What the task requires:
Your task is to print all of the data word for word.

Stored data entries
--

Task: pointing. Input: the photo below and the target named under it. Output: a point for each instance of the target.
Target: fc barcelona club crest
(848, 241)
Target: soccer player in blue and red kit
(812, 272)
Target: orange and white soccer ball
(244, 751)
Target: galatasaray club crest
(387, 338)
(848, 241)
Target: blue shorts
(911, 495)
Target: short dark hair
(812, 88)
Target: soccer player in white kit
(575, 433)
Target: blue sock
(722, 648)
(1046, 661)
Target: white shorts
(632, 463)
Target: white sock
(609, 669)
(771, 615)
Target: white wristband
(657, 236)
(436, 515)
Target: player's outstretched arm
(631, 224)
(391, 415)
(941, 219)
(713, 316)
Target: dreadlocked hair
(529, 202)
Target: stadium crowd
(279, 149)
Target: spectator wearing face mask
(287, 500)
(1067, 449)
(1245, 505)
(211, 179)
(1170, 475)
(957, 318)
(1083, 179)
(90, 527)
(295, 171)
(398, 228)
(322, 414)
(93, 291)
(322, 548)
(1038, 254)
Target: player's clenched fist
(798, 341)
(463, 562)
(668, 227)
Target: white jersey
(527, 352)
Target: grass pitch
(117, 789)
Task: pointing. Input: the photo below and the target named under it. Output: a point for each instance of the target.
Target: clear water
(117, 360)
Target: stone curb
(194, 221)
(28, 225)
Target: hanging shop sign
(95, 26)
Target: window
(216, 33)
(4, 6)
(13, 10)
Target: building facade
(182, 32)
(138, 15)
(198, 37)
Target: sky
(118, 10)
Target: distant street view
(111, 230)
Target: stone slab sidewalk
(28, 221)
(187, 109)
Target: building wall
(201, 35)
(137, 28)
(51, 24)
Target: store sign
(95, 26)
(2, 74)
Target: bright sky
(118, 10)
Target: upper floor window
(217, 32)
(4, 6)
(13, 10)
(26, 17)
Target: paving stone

--

Exercise output:
Task: pointing. Input: the photo below and the target named under it. Output: a point for each instance of the target.
Target: fc barcelona club crest
(848, 241)
Target: soccer player in blue and red kit
(812, 272)
Target: orange and white soccer ball
(244, 751)
Target: galatasaray club crest
(387, 338)
(848, 241)
Target: blue shorts
(911, 495)
Target: short dark hair
(812, 88)
Target: soccer player in white kit
(575, 433)
Target: blue sock
(722, 648)
(1046, 661)
Target: white shorts
(632, 463)
Target: white sock
(609, 669)
(771, 615)
Target: white wristband
(657, 236)
(436, 515)
Target: player's outstretched arm
(631, 224)
(391, 415)
(941, 219)
(713, 316)
Target: dreadlocked hair
(529, 202)
Target: stadium crowd
(279, 149)
Target: spectator wearing face mask
(287, 500)
(1067, 449)
(1245, 505)
(211, 179)
(1170, 475)
(957, 318)
(1083, 179)
(90, 527)
(295, 171)
(398, 228)
(322, 414)
(93, 291)
(322, 548)
(1038, 254)
Target: player's clenched fist
(798, 341)
(463, 562)
(668, 227)
Target: white jersey
(527, 352)
Target: grass pitch
(117, 789)
Task: pointing. Input: the photo below and the target named under it. Output: a point for each instance of the target.
Target: clear water
(117, 360)
Target: stone curb
(194, 221)
(28, 225)
Target: hanging shop sign
(95, 26)
Target: window
(216, 33)
(4, 6)
(13, 10)
Target: building facade
(182, 32)
(138, 15)
(198, 37)
Target: sky
(118, 10)
Target: distant street view
(111, 230)
Target: stone slab sidewalk
(28, 221)
(187, 109)
Target: building wall
(201, 35)
(137, 28)
(51, 24)
Target: store sign
(95, 26)
(2, 74)
Target: bright sky
(118, 10)
Target: upper floor window
(217, 32)
(4, 6)
(13, 10)
(26, 17)
Target: paving stone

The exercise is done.